* Begin *
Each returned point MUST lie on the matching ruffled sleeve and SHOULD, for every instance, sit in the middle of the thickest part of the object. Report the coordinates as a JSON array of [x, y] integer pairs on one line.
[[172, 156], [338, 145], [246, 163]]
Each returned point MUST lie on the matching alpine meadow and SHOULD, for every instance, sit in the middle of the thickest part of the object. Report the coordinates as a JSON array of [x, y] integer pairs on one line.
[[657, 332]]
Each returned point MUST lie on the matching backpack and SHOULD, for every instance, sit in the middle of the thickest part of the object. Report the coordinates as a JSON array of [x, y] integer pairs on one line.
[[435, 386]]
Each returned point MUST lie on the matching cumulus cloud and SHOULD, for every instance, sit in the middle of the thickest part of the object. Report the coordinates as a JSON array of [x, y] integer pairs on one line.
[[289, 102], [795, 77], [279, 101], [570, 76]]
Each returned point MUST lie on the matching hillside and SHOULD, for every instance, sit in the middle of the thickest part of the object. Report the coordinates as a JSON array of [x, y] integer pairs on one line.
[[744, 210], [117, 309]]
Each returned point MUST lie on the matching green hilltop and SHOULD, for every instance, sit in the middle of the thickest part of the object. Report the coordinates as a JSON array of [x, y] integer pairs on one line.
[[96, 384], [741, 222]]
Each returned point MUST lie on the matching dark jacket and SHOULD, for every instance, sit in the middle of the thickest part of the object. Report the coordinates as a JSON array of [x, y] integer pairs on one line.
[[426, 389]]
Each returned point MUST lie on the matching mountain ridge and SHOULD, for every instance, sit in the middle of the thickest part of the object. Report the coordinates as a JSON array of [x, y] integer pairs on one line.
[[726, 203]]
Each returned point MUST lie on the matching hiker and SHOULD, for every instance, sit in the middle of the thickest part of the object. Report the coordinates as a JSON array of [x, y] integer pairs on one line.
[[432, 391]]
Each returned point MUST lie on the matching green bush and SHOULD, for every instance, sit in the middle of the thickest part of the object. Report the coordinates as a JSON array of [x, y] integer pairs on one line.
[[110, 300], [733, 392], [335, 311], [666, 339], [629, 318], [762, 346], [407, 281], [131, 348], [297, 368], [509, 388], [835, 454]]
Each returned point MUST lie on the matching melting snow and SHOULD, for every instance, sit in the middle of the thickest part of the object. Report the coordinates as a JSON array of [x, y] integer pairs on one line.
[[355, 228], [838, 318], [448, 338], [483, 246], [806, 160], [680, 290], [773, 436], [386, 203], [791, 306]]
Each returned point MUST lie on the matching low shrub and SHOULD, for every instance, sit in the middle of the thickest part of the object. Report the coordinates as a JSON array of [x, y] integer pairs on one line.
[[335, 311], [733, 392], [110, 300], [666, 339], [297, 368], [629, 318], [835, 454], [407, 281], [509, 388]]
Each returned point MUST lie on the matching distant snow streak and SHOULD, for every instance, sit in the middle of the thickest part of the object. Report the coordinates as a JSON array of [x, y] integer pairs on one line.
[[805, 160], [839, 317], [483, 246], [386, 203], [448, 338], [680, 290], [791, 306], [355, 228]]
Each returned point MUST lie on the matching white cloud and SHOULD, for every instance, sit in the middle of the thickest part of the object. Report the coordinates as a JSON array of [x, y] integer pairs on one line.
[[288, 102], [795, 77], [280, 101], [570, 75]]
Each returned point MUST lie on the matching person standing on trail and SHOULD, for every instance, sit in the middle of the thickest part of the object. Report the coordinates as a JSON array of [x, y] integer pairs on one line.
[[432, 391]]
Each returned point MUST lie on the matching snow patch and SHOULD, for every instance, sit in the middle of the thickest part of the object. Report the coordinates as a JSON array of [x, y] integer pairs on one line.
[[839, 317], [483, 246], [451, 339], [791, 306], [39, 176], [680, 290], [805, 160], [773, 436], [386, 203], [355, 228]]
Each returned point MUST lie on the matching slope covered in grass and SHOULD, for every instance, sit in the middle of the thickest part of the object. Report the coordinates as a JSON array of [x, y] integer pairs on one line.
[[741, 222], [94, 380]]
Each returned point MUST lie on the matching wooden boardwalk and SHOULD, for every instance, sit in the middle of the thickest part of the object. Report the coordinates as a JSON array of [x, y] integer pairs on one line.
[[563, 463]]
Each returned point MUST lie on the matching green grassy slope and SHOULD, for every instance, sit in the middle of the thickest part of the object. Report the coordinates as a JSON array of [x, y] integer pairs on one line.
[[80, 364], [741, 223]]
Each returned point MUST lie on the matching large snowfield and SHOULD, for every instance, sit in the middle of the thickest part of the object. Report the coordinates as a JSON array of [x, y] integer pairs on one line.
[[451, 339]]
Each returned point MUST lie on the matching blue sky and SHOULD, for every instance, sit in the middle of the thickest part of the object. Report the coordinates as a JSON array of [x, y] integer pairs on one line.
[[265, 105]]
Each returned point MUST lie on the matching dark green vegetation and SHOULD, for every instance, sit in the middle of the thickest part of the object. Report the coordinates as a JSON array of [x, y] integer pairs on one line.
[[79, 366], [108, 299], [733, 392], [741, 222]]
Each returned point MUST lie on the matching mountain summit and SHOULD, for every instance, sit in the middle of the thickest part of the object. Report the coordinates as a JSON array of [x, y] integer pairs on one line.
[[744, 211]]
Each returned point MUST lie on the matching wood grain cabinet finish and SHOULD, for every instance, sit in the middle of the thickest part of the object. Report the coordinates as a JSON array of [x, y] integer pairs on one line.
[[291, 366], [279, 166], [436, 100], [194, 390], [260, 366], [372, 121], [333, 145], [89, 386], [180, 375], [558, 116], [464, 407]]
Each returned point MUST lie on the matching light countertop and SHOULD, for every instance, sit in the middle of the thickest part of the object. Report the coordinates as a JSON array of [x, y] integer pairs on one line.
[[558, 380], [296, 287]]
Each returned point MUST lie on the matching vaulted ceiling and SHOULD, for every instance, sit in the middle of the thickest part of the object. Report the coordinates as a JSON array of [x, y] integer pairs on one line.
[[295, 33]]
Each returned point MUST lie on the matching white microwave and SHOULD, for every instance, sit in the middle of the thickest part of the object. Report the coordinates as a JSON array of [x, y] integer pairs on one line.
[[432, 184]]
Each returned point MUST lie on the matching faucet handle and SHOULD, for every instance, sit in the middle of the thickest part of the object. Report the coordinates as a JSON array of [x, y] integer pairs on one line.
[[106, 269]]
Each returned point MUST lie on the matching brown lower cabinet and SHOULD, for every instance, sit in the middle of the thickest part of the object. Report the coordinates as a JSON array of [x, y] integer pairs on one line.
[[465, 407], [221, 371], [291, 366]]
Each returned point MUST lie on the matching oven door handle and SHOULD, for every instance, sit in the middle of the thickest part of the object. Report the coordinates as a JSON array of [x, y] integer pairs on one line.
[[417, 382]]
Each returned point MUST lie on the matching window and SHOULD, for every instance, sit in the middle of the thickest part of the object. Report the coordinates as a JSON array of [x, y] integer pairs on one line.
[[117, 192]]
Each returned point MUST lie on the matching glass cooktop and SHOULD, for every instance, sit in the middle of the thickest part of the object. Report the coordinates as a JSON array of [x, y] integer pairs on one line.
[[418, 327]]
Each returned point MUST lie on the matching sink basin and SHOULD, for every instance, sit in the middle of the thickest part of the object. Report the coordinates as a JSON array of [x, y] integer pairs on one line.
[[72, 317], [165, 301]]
* End *
Update all of the lines above, replacing "thickest part" with "widest part" wherever it appears and leaving everything else unchanged.

Each returned point MUST lie on the matching ruffled sleeve and SHOULD, for every instance, sit in the middle of the widest part of the object. Report the coordinates as a JSON array of [x, y] integer pairs on one line.
[[172, 156], [338, 145], [246, 163]]
Each returned point MUST lie on the matching alpine meadow and SHOULD, for every instance, sit in the middle of the widest part of the object. Report the coordinates as a JSON array of [x, y] integer pairs on one line.
[[657, 332]]
Each returned point MUST lie on the matching backpack and SHOULD, for every instance, sit in the middle of the widest part of the object. Report the coordinates as a JSON array of [x, y] integer pairs on one line.
[[435, 386]]
Each returned point MUST lie on the matching cumulus cloud and SHOULD, for every instance, sit in the middle of the widest part of the object. Report the coordinates as a JSON array of [x, y] integer pairs on one line.
[[289, 102], [795, 77], [279, 101], [570, 76]]
Each returned point MUST lie on the matching hillside and SHOULD, for every instance, sit in the middle of the widest part of the object. Report the coordinates as a JSON array of [x, y] integer pairs on one line.
[[744, 210], [117, 309]]
Each returned point MUST lie on the matching green hilltop and SHOULD, for every instance, sit in the middle of the widest part of the object. Report the coordinates as a JSON array of [x, y] integer pairs on one line.
[[96, 384], [741, 222]]
Each returned point MUST lie on the matching dark jacket and SHOULD, for every instance, sit in the middle of the widest part of the object. Report the coordinates as a JSON array of [x, y] integer pairs on one line.
[[426, 389]]
Each returned point MUST lie on the matching mountain ridge and SHOULD, for every instance, sit in the middle of the widest part of the object. Report the coordinates as a JSON array of [x, y] integer pairs on one line.
[[726, 203]]
Each returned point MUST lie on the matching hiker and SHOULD, for every instance, sit in the middle of the widest part of the object. Report the coordinates as a JSON array of [x, y] integer pairs on one line.
[[432, 391]]
Each returned point MUST lie on the matching green bush and SHOULD, for every instance, sit in the middle of the widest part of the object. Report the coordinates as a JSON array of [x, y] integer pairs on one line.
[[110, 300], [733, 392], [335, 311], [666, 339], [629, 318], [762, 346], [407, 281], [131, 348], [297, 368], [509, 388], [835, 454]]
Each returned point MUST lie on the matching melting snow and SHOULD, for every instance, sit in the middle of the widest part of the object. Report the coordinates as a JSON array of [x, y] integer pairs on one line.
[[355, 228], [838, 318], [448, 338], [483, 246], [806, 160], [680, 290], [773, 436], [386, 203], [791, 306]]
Each returned point MUST lie on the matching low shrub and SHOULD, for every instance, sit in the middle of the widest part of the object. Report the coordinates as a JSON array of [x, y] integer pairs on one line.
[[335, 311], [733, 392], [110, 300], [666, 339], [297, 368], [629, 318], [835, 454], [407, 281], [509, 388]]
Each returned point MUST lie on the matching distant snow streak and SHOULD, for every instance, sit in the middle of the widest part of the object. Report the coordinates as a JSON array of [x, y] integer pairs on one line.
[[805, 160], [839, 317], [483, 246], [386, 203], [448, 338], [680, 290], [791, 306], [355, 228]]
Each returned point MUST lie on the matching white cloud and SHOULD, for every instance, sit in the middle of the widest part of the object. Report the coordinates as a JSON array of [x, y] integer pairs on one line.
[[288, 102], [795, 77], [280, 101], [570, 75]]
Each returned point MUST lie on the matching person standing on trail and SHOULD, for every instance, sit in the middle of the widest part of the object. Report the coordinates as a JSON array of [x, y] integer pairs on one line.
[[432, 391]]
Each returned point MUST lie on the matching snow patch and SHOULD, for every instance, sit in the middle of the widest part of the object. Report the coordinates as a JSON array of [x, y] integer pairs on one line.
[[839, 317], [483, 246], [451, 339], [791, 306], [39, 176], [680, 290], [805, 160], [773, 436], [386, 203], [355, 228]]
Each returned point MUST lie on the matching slope covered in grass and SHOULD, for every instance, sit in the middle of the widest part of the object. Report the coordinates as a JSON array of [x, y] integer pairs on one line.
[[741, 222], [94, 380]]
Each returned point MUST lie on the matching wooden boardwalk and SHOULD, for every instance, sit in the middle of the widest part of the object. Report the coordinates as a JSON array of [x, y] integer pairs on one line.
[[563, 463]]
Each returned point MUST lie on the matching green grassy slope and SHOULD, for every instance, sit in the middle of the widest part of the object. Report the coordinates as a JSON array of [x, y] integer pairs on one line.
[[80, 364], [741, 223]]
Each returned point MUST lie on the matching large snowfield and SHOULD, for every instance, sit in the middle of the widest part of the object. Report the coordinates as a JSON array of [x, y] integer pairs on one line.
[[451, 339]]
Each returned point MUST lie on the matching blue sky and SHOULD, for every instance, sit in the middle of the widest part of the object. Report the coordinates as a JSON array of [x, y] integer pairs on one line.
[[265, 105]]
Each returned point MUST lie on the matching dark green vegetation and SHOULD, for every instance, sit in the middle of the widest part of the object. Report the coordinates as a JSON array of [x, y] integer pairs on one line.
[[79, 366], [108, 299], [733, 392], [741, 222]]
Each returned point MUST lie on the matching mountain summit and SHOULD, for every instance, sit in the middle of the widest part of the object. Report the coordinates as a JSON array of [x, y] integer pairs on one line.
[[744, 211]]
Each returned point MUST lie on the matching wood grain cabinet finish and SHOULD, for every instance, sit in the middle of the widest part of the object. Report the coordinates as a JSON array of [x, y] integer pairs on one line.
[[291, 366], [279, 166], [436, 100], [194, 390], [260, 366], [372, 121], [333, 145], [89, 386], [180, 375], [558, 116], [464, 407]]
Each returned point MUST lie on the matching light countertop and SHOULD, for every instance, sit in the middle of the widest part of the object. Report the coordinates as a JSON array of [x, y] integer pairs on one line.
[[558, 380], [296, 287]]
Each returned point MUST lie on the matching vaulted ceiling and SHOULD, for every instance, sit in the middle of the widest part of the object. Report the coordinates as a JSON array of [x, y] integer pairs on one line.
[[295, 33]]
Each returned point MUST lie on the matching white microwave and SHOULD, for every instance, sit in the middle of the widest part of the object. Report the coordinates as a JSON array of [x, y] integer pairs on one line.
[[432, 184]]
Each returned point MUST lie on the matching faucet handle and SHOULD, for every instance, sit in the middle of the widest part of the object. Report the coordinates as a JSON array of [x, y] integer pairs on one line.
[[106, 269]]
Each returned point MUST lie on the matching brown lower cabinet and SHOULD, for every instance, sit in the middle of the widest part of the object. Report the coordinates as a JSON array of [x, y] integer pairs on one line.
[[465, 407], [221, 371], [291, 366]]
Each returned point MUST lie on the matching oven door handle and SHOULD, for every instance, sit in the middle of the widest part of the object. Report the coordinates as a JSON array of [x, y] integer pairs on one line.
[[417, 382]]
Each returned point MUST lie on the matching window and SHOULD, for every instance, sit in the middle of the widest part of the object. Report the coordinates as a JSON array of [x, y] integer pairs on one line.
[[117, 192]]
Each returned point MUST lie on the matching glass cooktop and SHOULD, for every instance, sit in the middle of the widest part of the object. Report the coordinates as a JSON array of [x, y] integer pairs on one line.
[[418, 327]]
Each returned point MUST lie on the matching sink basin and SHOULD, for every instance, sit in the middle of the widest part of the object. Report the coordinates as a JSON array of [x, y] integer pairs on one line.
[[72, 317], [165, 301]]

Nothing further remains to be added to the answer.